Problems to solve:
**1)** Reproduce the portion of the rhinoplasty page starting at "Radiesse vs. Graft" and ending at "dorsum may suffice.".
**2)** Answer these questions from the rhinoplasty page.
(a) Which part of the nose does Dr. Chaboki say nasal injections should never be put into?
(b) What minimum waiting period after first-time surgery does Anand D. Patel, MD recommend before making the correction?
(c) According to Francis R. Palmer, III, MD, which onlay grafts can and do move?

Excerpt:
*** Block opens ***

Shifted Cartilage After Rhinoplasty and Dent in Nose

i had rhinoplasty 8 months ago and my PS said my cartilage shifted a little. He suggested Radisesse in my nose to fill in the dent. What are my options to fix the cartilage?

Doctor Answers 13

Radiesse vs. Graft

A cartilage graft is the best option for revising your problem. Prof. Dr. Enrique Pedro Gagliardi, MD  


Argentina Plastic Surgeon

Result after rhinoplasty

There is always some swelling following a rhinoplasty so it may be difficult tot determine what was swelling and what was shifting.In any case typically I find a cartilage grafts useful however if the shift is minimal nothing may be required or a small rasping of the dorsum may suffice.

Option to Improve Dent in Nose after Rhinoplasty

Jamiee,

Minor dents in the nose or bridge can happen have rhinoplasty. Treatment may include filling it with either cartilage graft, which requires surgery, or office injection. Non-surgical rhinoplasty via office injections with either Radiesse or hyaluronic acid filler can provide temporary improvement, lasting for several months or longer. These nasal injections, however, should never be put into the tip of the nose. Only after a comprehensive evaluation can a rhinoplasty surgeon help determine appropriate options for you . Best of luck.

Dr. Chaboki

 

 

Houtan Chaboki, MD
Washington DC Facial Plastic Surgeon
4.9 out of 5 stars 79 reviews

Post-Operative Cartilage Shifting

Radiesse is a reasonable temporary solution and can be used indefinitely if you are happy with the correction it affords. A definitve repair will necessitate re-operation with cartilage grafting or re-positioning of the existing nasal cartilage - depending upon the actual problem. This is not always a technically simple procedure but should involve less dissection and therefore a shorter recovery period. Best of luck  Dr Harrell

Dent in nose, cartilage shift after Rhinoplasty

Revision Rhinoplasty would be required to gain access to the shifted onlay cartilage graft.  Onlay grafts that are not sewn or glued into place can and do move.

Francis R. Palmer, III, MD
Beverly Hills Facial Plastic Surgeon
4.6 out of 5 stars 24 reviews

Shifted Cartilage After Rhinoplasty and Dent in Nose

Sometimes a soft tissue filler like Radiesse can be a good, long-lasting option but it depends on the location of the nose and the nature of the indentation. Cartilage grafts are probably the best and longest-lasting option because they can be shaped exactly to fit the indentation. You should wait at least one year after first-time surgery before making the correction to allow any further residual healing to take its course.

Anand D. Patel, MD
Brookfield Facial Plastic Surgeon
5.0 out of 5 stars 17 reviews

Dent in Nose after Rhinoplasty

You can either use the Radiesse or fix the dent permanently with a cartilage graft. If you choose to have cartilage grafts, wait another 4-6 months.

Richard W. Fleming, MD
Beverly Hills Facial Plastic Surgeon
4.9 out of 5 stars 38 reviews

Dent and rhinoplasty revision

A filler may be worth it for a small asymmetry and help avoid surgery, but it is not permanent.  You may need a cartilage graft of some sort for longer lasting results.

*** Block closes ***

Data supplied:
*** Block opens ***

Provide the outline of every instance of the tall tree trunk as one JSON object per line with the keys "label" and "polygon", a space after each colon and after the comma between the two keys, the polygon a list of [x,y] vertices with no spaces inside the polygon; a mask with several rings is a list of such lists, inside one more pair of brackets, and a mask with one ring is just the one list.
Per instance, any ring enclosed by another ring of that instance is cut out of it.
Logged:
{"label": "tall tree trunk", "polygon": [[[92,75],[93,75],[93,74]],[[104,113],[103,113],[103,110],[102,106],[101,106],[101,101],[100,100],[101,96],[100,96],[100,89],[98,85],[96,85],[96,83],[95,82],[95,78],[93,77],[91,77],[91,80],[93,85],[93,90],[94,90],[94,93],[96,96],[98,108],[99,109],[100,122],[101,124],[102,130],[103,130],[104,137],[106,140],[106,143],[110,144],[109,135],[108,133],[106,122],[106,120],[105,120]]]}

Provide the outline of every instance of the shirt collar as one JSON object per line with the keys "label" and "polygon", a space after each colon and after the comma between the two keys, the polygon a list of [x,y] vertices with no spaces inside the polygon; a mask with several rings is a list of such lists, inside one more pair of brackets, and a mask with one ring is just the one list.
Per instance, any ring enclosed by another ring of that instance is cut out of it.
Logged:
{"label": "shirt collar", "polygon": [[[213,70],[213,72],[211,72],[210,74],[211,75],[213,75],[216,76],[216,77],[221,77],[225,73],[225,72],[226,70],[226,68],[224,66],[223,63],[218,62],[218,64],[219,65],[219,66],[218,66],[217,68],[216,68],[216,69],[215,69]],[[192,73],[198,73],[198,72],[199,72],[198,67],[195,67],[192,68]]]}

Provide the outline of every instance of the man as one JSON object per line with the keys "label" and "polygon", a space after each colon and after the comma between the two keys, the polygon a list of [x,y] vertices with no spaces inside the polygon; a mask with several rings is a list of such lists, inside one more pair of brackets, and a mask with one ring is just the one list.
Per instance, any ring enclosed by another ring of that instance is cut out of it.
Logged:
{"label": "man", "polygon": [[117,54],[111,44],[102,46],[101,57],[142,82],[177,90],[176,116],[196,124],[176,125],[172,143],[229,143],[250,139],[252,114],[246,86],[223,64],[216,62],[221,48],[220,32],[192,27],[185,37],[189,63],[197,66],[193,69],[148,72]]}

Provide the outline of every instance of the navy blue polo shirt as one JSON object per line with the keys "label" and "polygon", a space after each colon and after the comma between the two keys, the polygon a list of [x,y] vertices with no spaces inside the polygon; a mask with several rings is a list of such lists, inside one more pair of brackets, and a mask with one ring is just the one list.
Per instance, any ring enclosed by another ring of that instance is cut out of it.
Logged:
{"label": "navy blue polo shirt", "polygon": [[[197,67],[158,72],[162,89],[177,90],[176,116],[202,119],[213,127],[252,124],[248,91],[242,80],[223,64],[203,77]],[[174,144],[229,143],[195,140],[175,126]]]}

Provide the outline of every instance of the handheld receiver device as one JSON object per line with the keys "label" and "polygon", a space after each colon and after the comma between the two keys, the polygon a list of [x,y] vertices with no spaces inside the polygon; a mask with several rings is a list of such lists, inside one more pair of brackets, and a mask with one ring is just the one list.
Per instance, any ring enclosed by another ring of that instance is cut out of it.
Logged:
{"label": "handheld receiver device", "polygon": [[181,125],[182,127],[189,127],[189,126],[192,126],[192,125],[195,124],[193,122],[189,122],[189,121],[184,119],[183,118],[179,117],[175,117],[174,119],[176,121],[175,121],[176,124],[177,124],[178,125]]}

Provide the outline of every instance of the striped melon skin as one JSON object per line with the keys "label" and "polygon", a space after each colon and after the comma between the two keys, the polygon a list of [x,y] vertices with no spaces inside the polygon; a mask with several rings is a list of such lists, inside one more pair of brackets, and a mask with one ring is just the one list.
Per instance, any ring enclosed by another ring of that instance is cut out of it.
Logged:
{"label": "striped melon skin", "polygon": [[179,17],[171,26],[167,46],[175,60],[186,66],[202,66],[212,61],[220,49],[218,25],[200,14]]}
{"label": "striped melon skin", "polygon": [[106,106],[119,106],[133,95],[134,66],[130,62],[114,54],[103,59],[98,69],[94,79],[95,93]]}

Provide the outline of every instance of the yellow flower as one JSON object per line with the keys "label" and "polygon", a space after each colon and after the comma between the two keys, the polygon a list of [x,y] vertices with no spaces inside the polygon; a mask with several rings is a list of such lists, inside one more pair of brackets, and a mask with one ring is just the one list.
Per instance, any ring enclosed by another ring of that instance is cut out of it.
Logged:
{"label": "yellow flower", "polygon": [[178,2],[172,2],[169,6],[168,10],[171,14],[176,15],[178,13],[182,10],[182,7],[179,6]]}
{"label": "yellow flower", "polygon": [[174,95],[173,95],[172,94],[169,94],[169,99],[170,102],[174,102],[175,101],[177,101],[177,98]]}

*** Block closes ***

Solutions in order:
**1)**
Radiesse vs. Graft

A cartilage graft is the best option for revising your problem. Prof. Dr. Enrique Pedro Gagliardi, MD  


Argentina Plastic Surgeon

Result after rhinoplasty

There is always some swelling following a rhinoplasty so it may be difficult tot determine what was swelling and what was shifting.In any case typically I find a cartilage grafts useful however if the shift is minimal nothing may be required or a small rasping of the dorsum may suffice.

**2)**
(a) The tip of the nose.
(b) At least one year.
(c) Onlay grafts that are not sewn or glued into place.